■ **Extracted material**:
• • • •

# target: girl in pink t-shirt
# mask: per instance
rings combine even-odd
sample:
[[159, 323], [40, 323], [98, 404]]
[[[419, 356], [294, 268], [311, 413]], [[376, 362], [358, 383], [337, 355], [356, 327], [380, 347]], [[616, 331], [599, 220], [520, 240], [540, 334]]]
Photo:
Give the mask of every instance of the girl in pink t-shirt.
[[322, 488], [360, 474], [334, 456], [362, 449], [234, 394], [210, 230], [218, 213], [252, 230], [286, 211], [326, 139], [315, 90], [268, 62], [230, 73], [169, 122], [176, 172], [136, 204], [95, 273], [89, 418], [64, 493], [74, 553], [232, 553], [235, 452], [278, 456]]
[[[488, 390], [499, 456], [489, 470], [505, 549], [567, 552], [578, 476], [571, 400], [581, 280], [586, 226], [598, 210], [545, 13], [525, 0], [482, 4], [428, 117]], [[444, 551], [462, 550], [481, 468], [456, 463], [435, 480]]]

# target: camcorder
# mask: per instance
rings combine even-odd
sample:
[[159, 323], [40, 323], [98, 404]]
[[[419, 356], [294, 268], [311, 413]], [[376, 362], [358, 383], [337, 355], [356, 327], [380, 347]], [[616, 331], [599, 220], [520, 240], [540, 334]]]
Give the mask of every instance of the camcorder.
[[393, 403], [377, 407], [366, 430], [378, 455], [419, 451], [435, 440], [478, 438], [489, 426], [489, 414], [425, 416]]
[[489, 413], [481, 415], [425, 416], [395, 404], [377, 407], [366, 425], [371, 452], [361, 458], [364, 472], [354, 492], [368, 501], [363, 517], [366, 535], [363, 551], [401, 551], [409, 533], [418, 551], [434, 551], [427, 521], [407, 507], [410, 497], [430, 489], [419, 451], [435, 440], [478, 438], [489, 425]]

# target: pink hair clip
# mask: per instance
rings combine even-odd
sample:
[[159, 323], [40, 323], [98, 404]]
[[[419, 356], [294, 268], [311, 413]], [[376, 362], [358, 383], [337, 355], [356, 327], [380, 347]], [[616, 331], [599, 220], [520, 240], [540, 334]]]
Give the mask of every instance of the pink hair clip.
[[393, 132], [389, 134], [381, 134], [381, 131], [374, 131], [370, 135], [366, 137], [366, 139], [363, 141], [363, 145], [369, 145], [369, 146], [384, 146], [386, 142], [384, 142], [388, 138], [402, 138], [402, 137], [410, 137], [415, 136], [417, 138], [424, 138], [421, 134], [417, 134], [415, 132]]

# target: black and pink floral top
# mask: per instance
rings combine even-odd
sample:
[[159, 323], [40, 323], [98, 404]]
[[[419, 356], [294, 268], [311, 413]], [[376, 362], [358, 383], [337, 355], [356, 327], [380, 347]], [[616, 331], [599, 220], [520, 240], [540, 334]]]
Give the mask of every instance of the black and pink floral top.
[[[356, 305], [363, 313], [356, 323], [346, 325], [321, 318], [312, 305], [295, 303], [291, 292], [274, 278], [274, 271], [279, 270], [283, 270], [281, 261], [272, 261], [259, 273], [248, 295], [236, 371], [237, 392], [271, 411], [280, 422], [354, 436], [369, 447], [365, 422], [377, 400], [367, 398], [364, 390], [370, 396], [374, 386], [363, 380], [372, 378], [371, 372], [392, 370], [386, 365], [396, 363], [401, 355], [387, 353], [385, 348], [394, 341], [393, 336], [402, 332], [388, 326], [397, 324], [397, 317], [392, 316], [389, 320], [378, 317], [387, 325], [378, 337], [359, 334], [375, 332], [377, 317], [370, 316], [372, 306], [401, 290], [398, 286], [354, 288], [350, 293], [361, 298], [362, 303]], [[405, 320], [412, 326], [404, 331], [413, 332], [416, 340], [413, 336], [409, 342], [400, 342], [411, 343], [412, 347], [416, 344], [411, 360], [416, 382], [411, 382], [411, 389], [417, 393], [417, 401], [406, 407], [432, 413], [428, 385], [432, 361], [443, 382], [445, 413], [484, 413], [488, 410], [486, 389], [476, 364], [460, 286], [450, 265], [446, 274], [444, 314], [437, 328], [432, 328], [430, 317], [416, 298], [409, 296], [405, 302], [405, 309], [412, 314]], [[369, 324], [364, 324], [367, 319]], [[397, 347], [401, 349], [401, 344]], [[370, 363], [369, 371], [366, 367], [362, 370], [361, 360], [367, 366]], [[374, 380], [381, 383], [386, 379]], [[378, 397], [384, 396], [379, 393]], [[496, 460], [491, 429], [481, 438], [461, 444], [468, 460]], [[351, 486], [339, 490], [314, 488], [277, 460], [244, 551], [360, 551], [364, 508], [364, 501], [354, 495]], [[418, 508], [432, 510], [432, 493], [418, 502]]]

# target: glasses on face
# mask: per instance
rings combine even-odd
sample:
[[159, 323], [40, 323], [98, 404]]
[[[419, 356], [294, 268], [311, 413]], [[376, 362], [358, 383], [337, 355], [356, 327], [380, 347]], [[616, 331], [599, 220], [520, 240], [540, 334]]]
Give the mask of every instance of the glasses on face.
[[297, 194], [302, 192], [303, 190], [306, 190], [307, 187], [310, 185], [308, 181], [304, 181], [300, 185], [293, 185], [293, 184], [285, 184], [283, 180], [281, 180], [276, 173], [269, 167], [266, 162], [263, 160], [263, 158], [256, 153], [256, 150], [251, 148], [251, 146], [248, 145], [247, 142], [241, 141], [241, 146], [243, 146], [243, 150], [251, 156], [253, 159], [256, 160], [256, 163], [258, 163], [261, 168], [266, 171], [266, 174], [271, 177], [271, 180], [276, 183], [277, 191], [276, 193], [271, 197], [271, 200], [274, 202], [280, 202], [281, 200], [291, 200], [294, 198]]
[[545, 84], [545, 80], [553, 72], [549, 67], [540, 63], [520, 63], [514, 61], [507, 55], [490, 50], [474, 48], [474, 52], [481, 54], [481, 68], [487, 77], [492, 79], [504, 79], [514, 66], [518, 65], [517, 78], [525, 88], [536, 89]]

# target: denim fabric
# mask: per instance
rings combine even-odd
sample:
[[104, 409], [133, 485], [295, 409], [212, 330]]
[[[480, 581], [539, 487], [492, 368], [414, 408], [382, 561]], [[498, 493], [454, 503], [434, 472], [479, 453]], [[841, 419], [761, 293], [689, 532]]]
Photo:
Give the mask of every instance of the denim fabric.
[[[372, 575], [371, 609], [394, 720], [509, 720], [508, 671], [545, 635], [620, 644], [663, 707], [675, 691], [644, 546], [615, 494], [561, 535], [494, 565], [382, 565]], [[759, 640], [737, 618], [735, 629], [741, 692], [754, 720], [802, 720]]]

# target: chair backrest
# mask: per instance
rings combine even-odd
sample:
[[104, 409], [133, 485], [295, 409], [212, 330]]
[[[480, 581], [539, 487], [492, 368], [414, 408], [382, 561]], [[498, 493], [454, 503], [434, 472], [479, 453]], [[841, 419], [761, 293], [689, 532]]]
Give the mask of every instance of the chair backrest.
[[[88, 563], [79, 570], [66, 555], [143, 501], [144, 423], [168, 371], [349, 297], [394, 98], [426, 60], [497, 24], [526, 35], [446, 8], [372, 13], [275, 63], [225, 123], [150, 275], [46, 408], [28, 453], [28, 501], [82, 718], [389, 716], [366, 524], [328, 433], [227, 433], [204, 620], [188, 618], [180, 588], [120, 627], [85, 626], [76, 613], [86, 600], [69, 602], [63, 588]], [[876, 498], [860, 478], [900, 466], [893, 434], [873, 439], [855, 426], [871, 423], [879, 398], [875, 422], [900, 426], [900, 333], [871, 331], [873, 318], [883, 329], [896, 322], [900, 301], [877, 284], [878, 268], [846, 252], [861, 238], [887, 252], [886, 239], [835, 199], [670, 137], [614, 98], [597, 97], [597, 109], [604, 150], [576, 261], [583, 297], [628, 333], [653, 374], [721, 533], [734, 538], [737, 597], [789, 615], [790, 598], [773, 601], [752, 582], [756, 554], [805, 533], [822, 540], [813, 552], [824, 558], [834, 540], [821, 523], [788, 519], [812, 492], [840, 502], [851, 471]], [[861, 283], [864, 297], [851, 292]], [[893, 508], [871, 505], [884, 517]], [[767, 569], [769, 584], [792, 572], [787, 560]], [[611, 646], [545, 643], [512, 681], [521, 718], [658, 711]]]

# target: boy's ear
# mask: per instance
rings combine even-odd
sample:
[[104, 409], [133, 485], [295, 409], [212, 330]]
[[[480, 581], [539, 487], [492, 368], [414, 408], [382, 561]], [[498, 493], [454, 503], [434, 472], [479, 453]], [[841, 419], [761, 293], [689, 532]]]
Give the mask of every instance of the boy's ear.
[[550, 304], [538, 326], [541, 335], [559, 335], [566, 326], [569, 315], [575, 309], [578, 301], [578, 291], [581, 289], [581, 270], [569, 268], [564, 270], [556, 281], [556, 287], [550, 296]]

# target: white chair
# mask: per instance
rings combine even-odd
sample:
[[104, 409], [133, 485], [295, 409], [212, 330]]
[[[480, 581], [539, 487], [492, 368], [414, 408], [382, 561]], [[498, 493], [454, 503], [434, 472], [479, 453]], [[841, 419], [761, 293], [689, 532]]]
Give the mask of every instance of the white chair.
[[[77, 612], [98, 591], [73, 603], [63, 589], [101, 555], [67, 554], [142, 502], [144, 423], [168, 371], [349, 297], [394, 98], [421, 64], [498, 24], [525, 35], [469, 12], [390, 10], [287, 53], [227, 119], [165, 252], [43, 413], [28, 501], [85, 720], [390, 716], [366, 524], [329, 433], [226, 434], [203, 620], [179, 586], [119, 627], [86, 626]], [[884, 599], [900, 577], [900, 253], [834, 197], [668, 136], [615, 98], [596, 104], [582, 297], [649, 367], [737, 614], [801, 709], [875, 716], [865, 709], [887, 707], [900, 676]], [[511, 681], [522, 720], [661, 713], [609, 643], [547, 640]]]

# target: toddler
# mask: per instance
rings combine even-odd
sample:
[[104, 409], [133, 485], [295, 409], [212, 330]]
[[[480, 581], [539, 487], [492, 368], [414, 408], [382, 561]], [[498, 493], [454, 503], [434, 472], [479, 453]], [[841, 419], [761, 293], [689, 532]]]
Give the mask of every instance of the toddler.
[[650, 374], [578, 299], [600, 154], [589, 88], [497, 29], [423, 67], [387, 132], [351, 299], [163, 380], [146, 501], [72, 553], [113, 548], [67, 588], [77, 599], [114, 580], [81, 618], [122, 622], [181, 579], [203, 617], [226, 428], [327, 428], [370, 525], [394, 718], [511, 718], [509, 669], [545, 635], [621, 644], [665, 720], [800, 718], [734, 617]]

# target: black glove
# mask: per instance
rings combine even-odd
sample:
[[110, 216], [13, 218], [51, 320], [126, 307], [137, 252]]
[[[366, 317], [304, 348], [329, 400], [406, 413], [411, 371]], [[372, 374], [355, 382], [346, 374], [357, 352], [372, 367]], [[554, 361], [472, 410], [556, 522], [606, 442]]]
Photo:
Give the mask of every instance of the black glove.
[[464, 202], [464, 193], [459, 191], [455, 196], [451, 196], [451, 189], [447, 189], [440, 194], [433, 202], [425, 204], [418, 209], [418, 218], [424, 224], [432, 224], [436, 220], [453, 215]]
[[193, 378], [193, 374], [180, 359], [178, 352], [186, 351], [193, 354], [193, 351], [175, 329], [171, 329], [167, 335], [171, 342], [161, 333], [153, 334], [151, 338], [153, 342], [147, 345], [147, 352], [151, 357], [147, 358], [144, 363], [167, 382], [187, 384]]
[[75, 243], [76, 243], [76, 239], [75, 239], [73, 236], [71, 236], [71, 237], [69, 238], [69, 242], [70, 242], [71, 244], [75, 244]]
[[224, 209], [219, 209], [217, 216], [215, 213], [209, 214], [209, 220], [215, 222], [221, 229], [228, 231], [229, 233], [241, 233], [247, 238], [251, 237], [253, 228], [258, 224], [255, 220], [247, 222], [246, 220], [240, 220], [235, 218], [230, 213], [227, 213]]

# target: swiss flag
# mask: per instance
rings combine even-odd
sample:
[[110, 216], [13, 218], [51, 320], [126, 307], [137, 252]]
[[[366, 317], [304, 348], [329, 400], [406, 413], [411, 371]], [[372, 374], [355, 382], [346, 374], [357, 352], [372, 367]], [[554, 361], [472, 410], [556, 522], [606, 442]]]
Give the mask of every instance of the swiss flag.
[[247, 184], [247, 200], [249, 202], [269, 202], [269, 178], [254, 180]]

• • • •

■ **Task objective**: I'd like every line with the string "target" copied from the listing.

■ **Response to the task**:
# target: girl in pink t-shirt
# target: camcorder
# target: pink hair clip
# target: black and pink floral top
# target: glasses on face
# target: denim fabric
# target: chair backrest
# target: boy's ear
# target: white chair
# target: toddler
# target: black glove
# target: swiss flag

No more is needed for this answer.